* Written instruction
Nothing other than the lines from the one containing "Could you spot the black eye" through the close of the entries below should be printed, each exactly.

>>>>>

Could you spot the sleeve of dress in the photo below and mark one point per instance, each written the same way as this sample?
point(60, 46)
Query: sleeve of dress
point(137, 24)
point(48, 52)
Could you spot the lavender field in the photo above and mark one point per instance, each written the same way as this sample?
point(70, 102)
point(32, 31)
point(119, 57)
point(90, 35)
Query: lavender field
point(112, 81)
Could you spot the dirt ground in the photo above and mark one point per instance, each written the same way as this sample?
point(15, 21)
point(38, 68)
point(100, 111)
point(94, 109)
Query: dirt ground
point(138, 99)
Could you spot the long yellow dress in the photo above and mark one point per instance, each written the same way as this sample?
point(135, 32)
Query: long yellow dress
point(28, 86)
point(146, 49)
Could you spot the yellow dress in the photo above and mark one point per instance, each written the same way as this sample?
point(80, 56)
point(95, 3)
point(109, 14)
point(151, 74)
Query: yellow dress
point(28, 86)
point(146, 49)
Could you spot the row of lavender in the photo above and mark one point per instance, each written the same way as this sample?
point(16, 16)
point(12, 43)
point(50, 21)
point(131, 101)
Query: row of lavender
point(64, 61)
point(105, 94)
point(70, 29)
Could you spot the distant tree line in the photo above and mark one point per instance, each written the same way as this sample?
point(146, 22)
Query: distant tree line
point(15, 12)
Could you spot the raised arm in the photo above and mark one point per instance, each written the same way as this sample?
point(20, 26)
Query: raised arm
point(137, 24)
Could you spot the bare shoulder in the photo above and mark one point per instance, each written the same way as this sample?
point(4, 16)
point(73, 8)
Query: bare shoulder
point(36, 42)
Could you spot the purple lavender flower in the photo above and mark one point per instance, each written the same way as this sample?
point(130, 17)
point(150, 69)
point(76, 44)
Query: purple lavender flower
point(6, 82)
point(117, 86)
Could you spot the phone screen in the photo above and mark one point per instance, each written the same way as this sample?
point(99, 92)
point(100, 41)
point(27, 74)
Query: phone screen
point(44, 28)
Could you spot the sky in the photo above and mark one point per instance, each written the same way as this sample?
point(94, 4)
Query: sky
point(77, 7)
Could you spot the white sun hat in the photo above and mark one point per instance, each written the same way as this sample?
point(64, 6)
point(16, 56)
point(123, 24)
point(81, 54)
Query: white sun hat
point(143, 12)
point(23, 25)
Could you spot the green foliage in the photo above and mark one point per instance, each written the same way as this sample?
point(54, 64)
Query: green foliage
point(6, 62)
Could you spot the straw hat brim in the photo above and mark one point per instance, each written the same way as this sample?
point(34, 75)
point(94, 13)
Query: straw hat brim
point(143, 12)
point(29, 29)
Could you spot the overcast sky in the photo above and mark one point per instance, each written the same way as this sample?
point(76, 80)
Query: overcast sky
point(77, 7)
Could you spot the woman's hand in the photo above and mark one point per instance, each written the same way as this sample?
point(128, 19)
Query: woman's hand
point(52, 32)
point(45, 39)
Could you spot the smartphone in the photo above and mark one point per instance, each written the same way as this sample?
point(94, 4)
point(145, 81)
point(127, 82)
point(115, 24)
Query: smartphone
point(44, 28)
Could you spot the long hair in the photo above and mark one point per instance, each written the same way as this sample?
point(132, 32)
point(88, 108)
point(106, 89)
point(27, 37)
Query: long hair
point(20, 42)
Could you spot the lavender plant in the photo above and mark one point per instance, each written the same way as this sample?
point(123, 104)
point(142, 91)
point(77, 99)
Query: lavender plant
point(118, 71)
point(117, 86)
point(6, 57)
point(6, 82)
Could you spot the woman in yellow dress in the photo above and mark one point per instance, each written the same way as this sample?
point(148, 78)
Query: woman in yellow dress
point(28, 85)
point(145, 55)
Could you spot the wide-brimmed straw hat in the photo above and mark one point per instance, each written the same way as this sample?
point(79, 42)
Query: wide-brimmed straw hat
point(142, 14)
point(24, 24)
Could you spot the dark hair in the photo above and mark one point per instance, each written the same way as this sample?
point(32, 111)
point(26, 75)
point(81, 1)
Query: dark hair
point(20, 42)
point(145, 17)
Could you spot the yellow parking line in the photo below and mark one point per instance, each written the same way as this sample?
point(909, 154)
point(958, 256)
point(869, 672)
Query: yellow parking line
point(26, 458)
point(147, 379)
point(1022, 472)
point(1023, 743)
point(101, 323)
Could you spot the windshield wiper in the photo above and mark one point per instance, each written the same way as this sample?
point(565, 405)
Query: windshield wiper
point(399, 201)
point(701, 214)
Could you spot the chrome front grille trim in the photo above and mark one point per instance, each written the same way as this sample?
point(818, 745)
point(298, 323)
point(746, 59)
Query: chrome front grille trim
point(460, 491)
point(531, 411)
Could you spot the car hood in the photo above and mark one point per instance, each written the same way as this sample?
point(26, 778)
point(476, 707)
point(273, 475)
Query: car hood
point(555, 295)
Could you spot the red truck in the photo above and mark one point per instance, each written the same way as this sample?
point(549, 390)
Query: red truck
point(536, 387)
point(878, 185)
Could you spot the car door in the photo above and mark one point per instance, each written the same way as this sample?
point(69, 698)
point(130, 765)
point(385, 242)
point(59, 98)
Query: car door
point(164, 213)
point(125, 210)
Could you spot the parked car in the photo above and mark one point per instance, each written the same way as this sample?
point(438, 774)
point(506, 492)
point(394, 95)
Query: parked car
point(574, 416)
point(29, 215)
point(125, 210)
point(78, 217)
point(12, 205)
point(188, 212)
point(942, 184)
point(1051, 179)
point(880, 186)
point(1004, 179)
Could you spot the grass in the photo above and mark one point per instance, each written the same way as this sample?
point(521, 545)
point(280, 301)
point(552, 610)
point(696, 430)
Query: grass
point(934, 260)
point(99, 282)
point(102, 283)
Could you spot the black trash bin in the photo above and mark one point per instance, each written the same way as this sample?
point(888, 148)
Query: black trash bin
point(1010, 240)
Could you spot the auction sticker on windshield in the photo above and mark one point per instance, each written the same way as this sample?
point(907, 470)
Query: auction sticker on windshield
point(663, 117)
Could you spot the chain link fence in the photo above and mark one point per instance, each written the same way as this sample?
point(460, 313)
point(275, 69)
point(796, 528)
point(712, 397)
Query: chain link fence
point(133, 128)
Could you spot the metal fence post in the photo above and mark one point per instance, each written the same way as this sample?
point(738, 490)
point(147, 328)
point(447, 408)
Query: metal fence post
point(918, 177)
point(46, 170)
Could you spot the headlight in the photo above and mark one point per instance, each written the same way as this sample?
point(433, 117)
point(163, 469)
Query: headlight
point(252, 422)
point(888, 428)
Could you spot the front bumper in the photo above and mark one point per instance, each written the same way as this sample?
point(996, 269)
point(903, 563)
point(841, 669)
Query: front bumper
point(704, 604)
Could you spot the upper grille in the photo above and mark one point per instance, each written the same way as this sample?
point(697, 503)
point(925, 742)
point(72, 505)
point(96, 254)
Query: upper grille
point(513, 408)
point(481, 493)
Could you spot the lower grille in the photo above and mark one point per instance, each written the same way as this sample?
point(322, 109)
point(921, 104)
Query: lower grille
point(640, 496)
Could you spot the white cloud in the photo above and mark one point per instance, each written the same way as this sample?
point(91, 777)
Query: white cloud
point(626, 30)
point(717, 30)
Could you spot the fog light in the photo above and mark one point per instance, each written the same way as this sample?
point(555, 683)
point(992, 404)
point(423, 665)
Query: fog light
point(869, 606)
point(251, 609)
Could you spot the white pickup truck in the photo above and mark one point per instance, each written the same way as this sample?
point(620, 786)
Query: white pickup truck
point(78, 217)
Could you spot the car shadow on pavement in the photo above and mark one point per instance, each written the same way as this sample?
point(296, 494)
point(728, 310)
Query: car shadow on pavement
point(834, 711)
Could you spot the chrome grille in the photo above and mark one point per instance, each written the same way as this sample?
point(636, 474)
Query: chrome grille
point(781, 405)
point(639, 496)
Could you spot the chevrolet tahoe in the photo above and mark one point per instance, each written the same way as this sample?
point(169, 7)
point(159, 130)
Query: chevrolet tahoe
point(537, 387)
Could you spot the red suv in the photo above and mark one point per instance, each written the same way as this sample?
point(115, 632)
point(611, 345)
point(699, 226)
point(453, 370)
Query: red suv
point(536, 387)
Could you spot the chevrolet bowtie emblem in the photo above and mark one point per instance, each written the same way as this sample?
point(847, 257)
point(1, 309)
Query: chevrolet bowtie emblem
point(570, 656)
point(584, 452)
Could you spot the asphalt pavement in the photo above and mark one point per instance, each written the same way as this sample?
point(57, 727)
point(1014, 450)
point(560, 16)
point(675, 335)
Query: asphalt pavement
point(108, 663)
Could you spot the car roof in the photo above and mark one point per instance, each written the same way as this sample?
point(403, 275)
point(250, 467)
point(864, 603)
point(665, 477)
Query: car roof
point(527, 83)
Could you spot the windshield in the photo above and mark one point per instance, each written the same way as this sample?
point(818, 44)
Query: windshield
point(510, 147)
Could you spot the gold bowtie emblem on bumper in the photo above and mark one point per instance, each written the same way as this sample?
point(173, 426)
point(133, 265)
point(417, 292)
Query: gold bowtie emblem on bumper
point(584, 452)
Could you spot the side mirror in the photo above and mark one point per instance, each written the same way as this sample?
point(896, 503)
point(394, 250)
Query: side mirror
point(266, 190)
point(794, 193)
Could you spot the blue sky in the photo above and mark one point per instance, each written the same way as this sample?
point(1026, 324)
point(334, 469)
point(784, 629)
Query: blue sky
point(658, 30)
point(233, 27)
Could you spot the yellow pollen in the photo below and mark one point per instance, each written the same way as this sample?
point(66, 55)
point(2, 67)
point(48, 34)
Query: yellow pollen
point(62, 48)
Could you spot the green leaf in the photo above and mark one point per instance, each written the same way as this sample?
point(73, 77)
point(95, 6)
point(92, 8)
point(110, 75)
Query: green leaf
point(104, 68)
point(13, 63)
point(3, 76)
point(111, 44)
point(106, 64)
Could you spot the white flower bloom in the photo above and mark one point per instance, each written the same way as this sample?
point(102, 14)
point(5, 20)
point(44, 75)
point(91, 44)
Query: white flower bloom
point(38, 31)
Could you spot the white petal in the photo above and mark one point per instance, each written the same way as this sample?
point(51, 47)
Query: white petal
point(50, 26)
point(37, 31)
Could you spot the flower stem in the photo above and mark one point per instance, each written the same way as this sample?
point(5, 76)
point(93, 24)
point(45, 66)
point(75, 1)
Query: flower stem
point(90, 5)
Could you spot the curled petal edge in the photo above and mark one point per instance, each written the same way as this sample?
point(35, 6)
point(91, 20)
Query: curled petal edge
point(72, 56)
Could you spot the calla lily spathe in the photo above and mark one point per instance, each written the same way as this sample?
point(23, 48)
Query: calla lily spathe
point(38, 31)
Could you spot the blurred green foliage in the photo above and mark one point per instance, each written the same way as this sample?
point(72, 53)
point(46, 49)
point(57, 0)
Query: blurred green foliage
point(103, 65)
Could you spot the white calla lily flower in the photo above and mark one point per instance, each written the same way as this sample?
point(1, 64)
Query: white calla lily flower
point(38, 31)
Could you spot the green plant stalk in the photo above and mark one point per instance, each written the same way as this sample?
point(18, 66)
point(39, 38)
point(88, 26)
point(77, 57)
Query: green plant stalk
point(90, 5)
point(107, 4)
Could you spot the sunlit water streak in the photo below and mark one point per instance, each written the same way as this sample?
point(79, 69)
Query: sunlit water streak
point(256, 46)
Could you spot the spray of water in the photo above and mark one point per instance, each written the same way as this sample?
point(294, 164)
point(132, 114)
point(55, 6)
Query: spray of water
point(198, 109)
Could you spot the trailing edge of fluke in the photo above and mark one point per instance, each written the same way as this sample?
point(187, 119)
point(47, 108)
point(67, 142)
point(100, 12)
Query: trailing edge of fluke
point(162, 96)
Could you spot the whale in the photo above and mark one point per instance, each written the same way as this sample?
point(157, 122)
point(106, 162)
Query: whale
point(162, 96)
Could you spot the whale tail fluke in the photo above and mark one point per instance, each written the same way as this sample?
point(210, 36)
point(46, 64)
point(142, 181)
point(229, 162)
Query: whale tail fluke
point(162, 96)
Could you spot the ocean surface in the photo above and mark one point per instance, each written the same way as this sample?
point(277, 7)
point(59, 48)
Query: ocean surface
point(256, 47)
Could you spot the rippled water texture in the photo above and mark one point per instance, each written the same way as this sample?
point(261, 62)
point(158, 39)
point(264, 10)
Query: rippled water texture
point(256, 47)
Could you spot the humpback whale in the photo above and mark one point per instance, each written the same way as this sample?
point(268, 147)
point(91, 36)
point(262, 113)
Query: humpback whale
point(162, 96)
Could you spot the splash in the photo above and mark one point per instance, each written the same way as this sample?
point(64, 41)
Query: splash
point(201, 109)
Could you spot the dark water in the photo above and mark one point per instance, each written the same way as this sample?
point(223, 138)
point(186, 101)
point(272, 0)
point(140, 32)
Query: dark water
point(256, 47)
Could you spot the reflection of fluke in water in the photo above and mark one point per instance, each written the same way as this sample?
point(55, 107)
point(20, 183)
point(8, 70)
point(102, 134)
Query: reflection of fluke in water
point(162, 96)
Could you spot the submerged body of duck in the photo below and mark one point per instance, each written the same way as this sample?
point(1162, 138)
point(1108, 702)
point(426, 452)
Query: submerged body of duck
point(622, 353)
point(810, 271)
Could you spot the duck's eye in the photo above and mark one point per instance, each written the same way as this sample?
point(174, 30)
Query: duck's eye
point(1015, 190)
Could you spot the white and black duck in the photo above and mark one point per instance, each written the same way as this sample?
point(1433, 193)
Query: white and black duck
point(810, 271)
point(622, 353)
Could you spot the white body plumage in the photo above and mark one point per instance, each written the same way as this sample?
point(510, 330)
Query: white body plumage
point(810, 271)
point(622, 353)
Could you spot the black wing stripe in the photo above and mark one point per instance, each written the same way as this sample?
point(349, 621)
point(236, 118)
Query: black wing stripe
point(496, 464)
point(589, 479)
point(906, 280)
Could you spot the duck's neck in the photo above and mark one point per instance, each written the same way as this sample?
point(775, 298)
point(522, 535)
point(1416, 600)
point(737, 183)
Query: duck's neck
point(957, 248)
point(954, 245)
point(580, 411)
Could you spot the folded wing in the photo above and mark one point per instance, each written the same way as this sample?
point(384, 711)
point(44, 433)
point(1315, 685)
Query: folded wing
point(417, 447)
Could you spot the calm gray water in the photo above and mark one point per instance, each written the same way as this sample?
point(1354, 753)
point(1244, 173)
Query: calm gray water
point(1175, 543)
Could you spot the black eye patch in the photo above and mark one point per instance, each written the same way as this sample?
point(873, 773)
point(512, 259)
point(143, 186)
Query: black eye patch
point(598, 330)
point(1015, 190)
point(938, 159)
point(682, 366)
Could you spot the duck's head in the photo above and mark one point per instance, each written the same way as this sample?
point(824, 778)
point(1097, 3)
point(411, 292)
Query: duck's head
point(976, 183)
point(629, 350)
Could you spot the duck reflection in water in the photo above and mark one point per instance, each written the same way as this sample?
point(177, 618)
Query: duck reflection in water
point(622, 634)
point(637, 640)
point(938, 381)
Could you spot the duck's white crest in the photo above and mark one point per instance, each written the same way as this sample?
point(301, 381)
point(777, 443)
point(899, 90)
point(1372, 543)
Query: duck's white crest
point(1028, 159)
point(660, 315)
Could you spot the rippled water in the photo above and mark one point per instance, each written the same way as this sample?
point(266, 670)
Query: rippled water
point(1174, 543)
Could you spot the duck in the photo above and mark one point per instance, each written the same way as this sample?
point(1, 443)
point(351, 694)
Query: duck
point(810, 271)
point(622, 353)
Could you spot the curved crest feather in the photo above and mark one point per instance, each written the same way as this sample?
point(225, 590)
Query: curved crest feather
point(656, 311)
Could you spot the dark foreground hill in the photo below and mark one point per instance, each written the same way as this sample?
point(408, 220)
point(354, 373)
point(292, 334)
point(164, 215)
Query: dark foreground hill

<<<<<

* Complete response
Could you spot the black eye patch in the photo above and mark one point per instance, each written the same way as this sample?
point(873, 773)
point(512, 259)
point(143, 186)
Query: black eye patch
point(598, 330)
point(1015, 190)
point(938, 159)
point(682, 366)
Could you spot the duck's head in the photo above and mark one point per instance, each written the same way as this sample?
point(824, 778)
point(1097, 3)
point(411, 292)
Query: duck's head
point(976, 183)
point(629, 350)
Could you spot the duck reflection in water in the photo above and mark one point per instance, each written the same way as this sample?
point(177, 618)
Query: duck reflection in water
point(622, 634)
point(637, 640)
point(938, 381)
Could you spot the duck's white crest in the photo above and mark one point per instance, each written the same way as this sample?
point(301, 381)
point(777, 443)
point(899, 90)
point(1372, 543)
Query: duck's white crest
point(1028, 159)
point(660, 315)
Could you spot the rippled water in the photo above and mark one point per instance, each written the same way as this sample?
point(266, 670)
Query: rippled water
point(1174, 543)
Could you spot the duck in the photo above and mark one point per instance, each written the same way as this sample?
point(1, 443)
point(351, 694)
Query: duck
point(810, 271)
point(622, 353)
Could you spot the curved crest feather in the photo above and mark one point per instance, each written the same way as this sample?
point(225, 590)
Query: curved crest feather
point(656, 311)
Could you spot the dark foreground hill in the photo below and mark one point per instance, each written the same way as this sample?
point(408, 220)
point(354, 373)
point(292, 334)
point(164, 215)
Query: dark foreground hill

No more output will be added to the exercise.